* _Goal_
Return every line of the records below that contains the string "straw".

* _Stored records_
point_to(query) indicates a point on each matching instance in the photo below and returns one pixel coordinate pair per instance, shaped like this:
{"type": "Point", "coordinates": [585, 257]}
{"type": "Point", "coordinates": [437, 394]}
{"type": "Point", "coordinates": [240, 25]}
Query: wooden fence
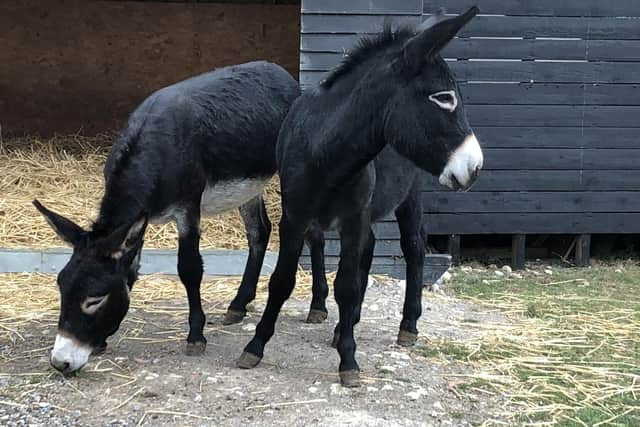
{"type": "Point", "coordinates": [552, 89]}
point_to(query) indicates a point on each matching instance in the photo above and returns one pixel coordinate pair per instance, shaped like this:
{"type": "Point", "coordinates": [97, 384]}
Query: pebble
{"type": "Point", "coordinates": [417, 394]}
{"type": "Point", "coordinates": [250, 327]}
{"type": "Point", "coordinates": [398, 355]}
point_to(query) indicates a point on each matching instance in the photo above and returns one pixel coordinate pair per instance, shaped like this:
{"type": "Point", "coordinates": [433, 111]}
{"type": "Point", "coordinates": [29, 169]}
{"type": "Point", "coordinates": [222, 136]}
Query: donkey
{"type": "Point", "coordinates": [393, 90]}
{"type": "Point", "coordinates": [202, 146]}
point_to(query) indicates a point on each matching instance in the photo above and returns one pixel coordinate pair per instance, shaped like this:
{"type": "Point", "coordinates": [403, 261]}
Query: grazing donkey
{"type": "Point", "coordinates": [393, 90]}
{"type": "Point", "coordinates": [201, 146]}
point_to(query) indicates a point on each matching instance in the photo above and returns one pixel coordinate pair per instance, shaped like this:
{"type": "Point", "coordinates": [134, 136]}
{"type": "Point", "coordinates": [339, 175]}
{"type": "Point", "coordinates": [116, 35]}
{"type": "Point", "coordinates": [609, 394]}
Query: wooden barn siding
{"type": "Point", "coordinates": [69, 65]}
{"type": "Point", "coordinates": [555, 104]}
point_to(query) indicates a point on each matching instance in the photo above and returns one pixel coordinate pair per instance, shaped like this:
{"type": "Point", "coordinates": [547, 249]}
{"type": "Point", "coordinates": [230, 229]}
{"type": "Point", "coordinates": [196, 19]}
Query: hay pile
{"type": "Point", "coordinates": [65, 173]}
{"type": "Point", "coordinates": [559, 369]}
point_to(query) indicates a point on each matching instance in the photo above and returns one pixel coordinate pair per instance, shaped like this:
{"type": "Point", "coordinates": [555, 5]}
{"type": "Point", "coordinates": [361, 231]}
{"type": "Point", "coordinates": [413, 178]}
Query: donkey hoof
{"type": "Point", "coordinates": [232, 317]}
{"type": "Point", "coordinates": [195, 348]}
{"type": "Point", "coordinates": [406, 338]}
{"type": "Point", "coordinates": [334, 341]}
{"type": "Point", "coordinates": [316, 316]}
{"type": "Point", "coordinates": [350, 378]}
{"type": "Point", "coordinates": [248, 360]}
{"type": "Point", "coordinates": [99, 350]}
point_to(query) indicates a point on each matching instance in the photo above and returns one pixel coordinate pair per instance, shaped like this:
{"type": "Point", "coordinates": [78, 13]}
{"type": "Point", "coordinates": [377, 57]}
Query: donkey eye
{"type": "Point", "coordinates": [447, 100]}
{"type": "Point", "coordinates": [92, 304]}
* * *
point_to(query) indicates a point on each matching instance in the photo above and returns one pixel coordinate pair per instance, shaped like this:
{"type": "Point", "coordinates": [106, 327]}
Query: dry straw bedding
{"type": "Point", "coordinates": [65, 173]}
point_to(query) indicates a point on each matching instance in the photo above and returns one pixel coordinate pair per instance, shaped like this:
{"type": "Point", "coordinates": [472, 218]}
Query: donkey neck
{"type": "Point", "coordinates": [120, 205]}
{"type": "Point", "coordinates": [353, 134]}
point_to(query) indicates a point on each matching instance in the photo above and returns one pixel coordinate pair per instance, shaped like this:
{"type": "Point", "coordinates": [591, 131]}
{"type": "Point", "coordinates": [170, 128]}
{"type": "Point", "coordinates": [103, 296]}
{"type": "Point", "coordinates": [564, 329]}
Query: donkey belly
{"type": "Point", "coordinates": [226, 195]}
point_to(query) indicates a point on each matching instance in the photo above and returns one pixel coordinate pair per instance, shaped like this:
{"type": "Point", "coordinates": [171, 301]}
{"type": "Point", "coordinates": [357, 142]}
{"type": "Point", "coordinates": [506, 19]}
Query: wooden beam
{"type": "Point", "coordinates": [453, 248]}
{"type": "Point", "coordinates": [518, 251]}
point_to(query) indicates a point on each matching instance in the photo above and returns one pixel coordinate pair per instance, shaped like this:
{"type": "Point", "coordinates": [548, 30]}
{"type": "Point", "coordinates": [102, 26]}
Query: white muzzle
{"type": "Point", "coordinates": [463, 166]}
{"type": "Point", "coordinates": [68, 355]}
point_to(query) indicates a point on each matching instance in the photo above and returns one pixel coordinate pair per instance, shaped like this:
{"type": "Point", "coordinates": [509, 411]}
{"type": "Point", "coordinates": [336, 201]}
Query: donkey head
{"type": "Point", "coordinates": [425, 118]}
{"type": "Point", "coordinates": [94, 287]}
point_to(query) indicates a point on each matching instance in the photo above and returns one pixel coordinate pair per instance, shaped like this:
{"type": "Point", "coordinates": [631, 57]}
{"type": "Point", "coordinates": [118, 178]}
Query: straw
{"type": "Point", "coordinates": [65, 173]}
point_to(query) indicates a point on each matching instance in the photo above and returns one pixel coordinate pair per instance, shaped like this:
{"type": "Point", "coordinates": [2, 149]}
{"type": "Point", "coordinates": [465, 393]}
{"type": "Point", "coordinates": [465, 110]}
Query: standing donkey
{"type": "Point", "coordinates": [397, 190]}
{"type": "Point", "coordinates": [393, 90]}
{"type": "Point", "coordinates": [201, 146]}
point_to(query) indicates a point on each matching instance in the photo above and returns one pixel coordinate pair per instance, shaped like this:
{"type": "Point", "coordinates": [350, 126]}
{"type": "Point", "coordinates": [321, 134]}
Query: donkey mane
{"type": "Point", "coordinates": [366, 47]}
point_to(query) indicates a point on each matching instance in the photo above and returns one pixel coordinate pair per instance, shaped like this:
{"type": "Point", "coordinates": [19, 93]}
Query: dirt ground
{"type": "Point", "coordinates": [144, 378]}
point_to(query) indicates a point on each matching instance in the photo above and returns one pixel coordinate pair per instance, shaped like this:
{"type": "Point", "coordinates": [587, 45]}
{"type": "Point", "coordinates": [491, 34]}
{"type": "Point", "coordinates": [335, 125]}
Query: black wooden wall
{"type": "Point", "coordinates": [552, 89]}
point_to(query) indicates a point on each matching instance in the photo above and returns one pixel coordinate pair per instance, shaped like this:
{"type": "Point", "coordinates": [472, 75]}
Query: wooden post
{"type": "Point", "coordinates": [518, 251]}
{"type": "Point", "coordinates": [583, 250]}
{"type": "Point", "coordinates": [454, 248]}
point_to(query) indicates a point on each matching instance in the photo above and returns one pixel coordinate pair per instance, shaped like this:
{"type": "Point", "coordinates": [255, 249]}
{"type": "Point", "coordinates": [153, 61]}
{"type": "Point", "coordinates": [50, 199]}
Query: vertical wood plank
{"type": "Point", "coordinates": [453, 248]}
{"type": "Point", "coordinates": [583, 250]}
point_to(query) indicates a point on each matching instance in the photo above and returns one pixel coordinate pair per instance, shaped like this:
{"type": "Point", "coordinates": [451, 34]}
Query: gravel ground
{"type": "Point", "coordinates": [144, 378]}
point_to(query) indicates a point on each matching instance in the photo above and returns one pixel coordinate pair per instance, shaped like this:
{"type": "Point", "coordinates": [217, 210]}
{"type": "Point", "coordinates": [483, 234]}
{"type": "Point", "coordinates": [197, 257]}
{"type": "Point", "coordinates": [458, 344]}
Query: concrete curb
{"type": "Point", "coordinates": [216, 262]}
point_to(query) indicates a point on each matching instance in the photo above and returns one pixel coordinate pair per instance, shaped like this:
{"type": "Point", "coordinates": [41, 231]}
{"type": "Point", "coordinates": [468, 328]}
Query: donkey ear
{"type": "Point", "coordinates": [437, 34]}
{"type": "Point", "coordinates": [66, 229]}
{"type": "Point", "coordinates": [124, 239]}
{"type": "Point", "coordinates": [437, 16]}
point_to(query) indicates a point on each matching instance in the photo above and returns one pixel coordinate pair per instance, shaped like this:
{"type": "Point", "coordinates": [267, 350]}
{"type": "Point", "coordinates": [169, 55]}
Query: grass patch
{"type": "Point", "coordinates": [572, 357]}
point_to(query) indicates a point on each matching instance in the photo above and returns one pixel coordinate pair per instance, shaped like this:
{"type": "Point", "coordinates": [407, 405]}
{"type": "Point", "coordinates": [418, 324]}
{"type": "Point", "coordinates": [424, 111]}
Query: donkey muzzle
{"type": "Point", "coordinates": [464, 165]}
...
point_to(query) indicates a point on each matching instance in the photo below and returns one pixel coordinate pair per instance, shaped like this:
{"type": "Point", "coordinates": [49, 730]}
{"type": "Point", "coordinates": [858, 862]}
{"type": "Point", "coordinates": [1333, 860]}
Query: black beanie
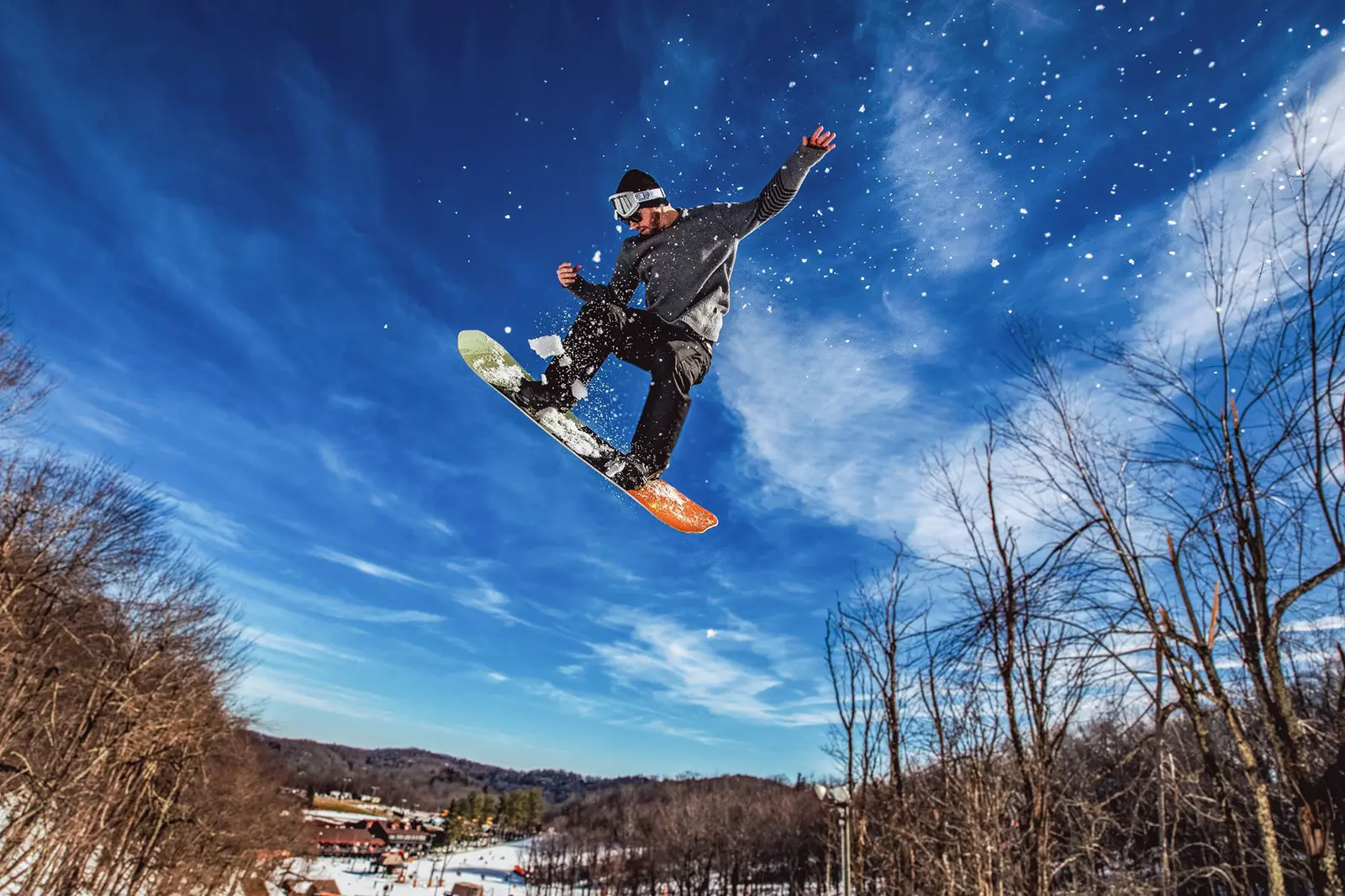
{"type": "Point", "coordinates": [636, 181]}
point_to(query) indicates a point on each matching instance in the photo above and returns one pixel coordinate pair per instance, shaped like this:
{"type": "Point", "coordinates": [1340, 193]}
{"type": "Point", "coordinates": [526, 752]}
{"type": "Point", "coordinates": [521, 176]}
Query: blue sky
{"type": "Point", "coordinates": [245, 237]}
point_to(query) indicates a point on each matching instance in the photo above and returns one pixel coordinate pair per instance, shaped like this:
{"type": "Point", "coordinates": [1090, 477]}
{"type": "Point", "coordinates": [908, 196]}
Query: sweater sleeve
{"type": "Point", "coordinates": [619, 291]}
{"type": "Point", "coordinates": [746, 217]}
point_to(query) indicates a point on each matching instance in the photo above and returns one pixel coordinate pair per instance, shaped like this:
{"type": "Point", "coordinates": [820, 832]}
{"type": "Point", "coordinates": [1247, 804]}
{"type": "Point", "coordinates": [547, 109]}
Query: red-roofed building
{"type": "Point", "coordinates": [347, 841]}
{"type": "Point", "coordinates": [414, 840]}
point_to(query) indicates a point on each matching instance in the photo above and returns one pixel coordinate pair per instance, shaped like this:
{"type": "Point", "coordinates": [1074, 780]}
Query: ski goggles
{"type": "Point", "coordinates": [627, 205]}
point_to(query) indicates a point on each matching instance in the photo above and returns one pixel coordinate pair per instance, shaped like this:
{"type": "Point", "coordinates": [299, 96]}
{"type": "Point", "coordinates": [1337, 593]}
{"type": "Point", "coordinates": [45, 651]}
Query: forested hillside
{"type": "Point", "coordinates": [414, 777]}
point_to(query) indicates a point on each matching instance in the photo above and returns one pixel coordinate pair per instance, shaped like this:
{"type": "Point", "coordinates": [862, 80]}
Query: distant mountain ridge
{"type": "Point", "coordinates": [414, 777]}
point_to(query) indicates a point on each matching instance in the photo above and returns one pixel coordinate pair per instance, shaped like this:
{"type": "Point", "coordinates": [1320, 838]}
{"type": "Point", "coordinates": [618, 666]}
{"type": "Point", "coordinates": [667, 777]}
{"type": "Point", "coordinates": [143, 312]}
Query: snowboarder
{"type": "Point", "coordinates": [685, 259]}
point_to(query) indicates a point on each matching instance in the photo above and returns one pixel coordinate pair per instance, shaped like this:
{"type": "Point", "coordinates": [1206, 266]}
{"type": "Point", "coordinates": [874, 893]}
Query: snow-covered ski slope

* _Task answer_
Query: dry straw bedding
Query: straw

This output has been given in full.